* **Your objective**: Locate each line below that contains the word "smiling", and copy every such line.

——

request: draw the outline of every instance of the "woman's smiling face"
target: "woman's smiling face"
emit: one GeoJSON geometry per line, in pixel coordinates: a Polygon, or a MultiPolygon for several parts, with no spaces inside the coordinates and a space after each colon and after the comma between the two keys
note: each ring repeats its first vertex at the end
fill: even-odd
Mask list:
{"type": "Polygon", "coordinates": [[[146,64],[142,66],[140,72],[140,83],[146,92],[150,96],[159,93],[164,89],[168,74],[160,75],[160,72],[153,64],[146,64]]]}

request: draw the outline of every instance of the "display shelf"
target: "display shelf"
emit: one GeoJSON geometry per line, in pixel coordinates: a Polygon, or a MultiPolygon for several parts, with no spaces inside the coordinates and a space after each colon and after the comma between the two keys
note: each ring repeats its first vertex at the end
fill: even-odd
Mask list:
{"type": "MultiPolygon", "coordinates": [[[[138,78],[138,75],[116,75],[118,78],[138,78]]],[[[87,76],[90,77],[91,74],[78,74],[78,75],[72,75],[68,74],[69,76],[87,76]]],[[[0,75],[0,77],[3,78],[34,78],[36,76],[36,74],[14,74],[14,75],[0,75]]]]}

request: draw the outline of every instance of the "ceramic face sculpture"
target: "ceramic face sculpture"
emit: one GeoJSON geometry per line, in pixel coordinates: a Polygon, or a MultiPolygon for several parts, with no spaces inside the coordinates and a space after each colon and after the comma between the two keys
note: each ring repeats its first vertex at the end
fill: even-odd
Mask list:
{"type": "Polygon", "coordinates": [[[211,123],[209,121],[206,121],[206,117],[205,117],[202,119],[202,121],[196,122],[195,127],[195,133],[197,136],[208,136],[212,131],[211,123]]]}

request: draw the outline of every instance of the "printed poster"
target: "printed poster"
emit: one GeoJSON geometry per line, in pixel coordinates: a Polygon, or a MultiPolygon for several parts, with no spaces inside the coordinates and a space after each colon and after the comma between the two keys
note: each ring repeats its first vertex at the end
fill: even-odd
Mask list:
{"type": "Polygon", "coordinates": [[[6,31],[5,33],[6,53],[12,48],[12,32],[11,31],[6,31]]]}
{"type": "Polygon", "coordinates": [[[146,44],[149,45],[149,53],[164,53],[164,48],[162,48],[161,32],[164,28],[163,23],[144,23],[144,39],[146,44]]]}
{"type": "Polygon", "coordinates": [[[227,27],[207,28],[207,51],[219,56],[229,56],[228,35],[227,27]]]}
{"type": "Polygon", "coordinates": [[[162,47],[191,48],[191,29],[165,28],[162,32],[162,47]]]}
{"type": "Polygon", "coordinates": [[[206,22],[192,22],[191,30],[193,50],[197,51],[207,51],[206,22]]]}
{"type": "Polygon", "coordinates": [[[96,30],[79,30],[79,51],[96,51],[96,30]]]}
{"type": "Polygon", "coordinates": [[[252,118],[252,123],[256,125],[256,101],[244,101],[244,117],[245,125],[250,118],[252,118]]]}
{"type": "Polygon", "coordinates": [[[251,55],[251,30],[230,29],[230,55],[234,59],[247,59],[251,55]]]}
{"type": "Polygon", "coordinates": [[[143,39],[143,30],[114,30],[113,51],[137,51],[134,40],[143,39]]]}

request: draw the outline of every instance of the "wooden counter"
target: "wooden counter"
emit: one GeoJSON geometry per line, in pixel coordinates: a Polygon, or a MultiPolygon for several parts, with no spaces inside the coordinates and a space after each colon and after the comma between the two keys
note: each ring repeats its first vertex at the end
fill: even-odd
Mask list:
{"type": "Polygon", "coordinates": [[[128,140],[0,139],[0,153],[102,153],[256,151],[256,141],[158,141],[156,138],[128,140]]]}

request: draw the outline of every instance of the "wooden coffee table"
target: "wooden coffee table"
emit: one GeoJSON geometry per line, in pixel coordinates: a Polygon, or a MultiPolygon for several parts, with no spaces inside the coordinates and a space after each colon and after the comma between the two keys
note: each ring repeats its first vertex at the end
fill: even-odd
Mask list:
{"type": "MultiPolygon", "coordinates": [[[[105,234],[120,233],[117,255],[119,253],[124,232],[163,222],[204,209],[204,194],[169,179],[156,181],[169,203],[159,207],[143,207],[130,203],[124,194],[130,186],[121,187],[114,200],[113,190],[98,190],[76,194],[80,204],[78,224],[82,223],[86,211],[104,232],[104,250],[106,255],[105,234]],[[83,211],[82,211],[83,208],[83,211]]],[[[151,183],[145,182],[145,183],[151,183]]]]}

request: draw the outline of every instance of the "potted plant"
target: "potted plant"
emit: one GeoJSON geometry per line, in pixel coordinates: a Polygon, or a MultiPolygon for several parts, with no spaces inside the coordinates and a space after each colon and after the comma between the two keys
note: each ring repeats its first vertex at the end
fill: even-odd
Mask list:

——

* **Answer to the task**:
request: draw the outline of every instance of the "woman's smiling face"
target: "woman's smiling face"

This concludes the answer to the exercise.